#### Record excerpts:
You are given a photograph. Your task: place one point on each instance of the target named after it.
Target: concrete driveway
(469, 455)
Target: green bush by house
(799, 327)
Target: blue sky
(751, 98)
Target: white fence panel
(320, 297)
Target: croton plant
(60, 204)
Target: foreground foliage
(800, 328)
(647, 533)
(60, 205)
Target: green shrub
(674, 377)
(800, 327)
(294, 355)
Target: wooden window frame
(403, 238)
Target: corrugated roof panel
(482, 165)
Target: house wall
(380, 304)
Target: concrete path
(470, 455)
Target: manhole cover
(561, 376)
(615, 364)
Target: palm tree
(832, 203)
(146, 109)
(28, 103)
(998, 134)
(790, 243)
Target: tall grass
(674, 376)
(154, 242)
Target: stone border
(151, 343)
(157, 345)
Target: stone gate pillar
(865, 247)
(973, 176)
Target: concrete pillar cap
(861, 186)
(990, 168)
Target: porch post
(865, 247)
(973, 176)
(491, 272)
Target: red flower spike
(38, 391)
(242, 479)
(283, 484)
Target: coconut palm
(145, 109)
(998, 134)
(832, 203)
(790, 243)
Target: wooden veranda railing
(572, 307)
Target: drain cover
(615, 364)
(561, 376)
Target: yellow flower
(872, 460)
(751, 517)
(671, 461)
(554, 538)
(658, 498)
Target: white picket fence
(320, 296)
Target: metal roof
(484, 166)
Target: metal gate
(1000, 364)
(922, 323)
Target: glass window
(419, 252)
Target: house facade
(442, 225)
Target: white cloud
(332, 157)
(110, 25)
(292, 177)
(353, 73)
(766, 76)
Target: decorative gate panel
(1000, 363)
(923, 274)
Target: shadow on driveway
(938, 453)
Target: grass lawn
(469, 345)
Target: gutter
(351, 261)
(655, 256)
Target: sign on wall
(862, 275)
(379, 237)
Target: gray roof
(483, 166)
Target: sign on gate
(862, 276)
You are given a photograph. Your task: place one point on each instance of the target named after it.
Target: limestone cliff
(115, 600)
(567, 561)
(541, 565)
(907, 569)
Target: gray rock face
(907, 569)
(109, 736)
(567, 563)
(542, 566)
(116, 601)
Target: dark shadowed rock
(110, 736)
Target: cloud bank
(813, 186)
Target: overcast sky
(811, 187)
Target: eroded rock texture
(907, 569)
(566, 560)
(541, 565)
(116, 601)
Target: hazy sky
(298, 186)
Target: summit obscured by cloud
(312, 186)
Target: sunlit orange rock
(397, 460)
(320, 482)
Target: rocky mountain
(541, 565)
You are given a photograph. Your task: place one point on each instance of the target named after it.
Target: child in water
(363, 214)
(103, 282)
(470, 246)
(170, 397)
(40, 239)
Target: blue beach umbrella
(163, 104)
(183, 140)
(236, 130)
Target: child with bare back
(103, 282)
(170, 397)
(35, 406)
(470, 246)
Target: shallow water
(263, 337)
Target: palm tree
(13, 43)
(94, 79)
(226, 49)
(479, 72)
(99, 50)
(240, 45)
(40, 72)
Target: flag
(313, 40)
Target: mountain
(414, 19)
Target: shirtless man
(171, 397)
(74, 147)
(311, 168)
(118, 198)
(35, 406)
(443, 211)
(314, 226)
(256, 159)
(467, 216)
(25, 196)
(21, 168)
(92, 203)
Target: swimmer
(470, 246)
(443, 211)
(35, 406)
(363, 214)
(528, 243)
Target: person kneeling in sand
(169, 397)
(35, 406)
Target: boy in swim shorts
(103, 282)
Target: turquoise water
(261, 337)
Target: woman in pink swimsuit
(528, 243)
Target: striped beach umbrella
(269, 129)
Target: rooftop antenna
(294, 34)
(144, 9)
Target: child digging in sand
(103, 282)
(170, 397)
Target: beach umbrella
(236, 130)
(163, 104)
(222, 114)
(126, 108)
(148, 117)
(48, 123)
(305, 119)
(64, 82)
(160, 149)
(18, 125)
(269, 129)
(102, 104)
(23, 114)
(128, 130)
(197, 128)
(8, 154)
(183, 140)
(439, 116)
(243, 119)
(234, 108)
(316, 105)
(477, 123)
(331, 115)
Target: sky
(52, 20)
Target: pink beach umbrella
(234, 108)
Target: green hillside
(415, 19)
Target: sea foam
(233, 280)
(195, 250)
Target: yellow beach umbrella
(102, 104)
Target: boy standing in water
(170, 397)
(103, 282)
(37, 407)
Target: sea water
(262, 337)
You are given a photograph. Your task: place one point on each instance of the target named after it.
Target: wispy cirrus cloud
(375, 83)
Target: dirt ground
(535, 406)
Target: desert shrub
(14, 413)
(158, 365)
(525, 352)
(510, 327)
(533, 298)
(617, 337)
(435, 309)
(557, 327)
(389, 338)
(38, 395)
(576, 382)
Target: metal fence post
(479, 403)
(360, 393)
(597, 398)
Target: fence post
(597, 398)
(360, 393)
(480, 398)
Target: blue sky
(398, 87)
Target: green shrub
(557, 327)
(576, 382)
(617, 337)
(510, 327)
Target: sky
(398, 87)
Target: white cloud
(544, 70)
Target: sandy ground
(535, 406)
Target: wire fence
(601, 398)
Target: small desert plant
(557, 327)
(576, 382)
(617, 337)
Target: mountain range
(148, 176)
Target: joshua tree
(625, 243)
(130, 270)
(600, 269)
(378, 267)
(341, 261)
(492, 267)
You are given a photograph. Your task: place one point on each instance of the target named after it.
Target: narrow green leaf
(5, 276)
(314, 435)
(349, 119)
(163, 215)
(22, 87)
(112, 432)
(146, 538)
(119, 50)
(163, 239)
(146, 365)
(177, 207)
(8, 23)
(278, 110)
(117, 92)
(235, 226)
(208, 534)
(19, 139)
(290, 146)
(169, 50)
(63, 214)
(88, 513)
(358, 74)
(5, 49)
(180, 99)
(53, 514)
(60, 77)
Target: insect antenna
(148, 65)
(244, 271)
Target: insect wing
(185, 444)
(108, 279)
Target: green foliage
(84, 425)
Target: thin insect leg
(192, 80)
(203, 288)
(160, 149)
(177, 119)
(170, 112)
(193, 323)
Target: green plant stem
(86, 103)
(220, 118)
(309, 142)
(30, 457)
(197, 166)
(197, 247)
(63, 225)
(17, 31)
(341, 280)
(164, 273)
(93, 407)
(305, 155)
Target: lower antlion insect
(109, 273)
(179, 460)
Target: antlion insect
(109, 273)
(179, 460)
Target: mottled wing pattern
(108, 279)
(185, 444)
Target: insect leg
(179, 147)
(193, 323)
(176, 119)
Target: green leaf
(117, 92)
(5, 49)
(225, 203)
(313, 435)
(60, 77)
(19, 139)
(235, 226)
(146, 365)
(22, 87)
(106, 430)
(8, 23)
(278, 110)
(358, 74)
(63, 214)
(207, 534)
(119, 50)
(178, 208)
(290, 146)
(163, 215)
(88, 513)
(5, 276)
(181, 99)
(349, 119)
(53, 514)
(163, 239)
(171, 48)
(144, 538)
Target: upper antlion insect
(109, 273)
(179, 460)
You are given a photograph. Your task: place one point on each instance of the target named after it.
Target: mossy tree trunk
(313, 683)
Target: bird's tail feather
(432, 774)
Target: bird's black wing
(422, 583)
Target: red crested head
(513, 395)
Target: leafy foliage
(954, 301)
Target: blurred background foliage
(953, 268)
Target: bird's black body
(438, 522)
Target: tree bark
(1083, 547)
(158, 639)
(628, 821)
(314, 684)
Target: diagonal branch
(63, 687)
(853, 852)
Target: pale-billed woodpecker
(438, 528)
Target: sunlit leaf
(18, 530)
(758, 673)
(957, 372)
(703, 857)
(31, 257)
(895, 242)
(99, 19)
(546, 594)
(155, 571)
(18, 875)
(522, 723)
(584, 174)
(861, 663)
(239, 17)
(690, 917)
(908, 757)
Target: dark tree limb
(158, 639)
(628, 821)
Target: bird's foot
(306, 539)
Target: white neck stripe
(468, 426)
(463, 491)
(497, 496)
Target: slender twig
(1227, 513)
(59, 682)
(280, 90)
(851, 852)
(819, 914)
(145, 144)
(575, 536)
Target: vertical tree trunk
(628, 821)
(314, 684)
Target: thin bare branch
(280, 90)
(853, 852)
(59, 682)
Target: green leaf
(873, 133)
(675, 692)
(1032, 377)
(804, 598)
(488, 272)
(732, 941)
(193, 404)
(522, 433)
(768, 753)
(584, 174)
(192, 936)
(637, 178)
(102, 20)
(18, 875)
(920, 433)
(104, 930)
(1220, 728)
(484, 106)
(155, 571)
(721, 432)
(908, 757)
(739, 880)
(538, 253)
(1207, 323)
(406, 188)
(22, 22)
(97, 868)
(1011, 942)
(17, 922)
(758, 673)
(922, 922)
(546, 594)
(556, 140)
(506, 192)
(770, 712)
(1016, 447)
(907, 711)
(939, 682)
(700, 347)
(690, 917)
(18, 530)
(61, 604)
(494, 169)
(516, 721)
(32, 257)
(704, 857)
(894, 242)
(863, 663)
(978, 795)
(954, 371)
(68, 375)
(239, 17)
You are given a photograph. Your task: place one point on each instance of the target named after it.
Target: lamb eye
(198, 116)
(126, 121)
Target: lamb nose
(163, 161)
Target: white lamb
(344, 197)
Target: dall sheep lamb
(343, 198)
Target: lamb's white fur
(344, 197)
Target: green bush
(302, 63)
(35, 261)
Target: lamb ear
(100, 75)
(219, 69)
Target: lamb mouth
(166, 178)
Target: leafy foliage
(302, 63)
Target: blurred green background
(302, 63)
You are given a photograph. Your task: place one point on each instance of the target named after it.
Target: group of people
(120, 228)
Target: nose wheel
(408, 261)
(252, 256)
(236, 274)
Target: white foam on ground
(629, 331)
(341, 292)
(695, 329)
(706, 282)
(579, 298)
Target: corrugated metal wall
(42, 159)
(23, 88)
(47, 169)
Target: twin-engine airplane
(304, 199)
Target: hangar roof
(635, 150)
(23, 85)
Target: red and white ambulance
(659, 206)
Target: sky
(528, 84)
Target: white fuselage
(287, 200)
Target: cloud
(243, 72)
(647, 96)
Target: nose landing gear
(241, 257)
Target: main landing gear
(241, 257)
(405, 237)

#### What needs to be done:
Convert the lines above, from the one containing "Target: lamb's white fur" through the last line, into a numbered list, omitting any blank lines.

#### Solution to this task:
1. Target: lamb's white fur
2. (344, 197)
3. Target: green bush
4. (302, 63)
5. (35, 261)
6. Target: lamb ear
7. (100, 75)
8. (219, 69)
9. Target: lamb mouth
10. (166, 178)
11. Target: leafy foliage
12. (302, 63)
13. Target: blurred green background
14. (302, 63)
15. You are given a photograph. Your task: place one point on each instance of the target named after it.
16. Target: group of people
17. (120, 228)
18. Target: nose wheel
19. (408, 261)
20. (252, 256)
21. (236, 274)
22. Target: white foam on ground
23. (629, 331)
24. (341, 292)
25. (695, 329)
26. (706, 282)
27. (579, 298)
28. Target: corrugated metal wall
29. (42, 159)
30. (23, 88)
31. (47, 169)
32. Target: twin-engine airplane
33. (304, 199)
34. Target: hangar roof
35. (635, 150)
36. (23, 85)
37. Target: red and white ambulance
38. (659, 206)
39. Target: sky
40. (528, 84)
41. Target: white fuselage
42. (287, 200)
43. Target: cloud
44. (243, 72)
45. (647, 96)
46. Target: nose landing gear
47. (241, 257)
48. Target: main landing gear
49. (241, 257)
50. (405, 237)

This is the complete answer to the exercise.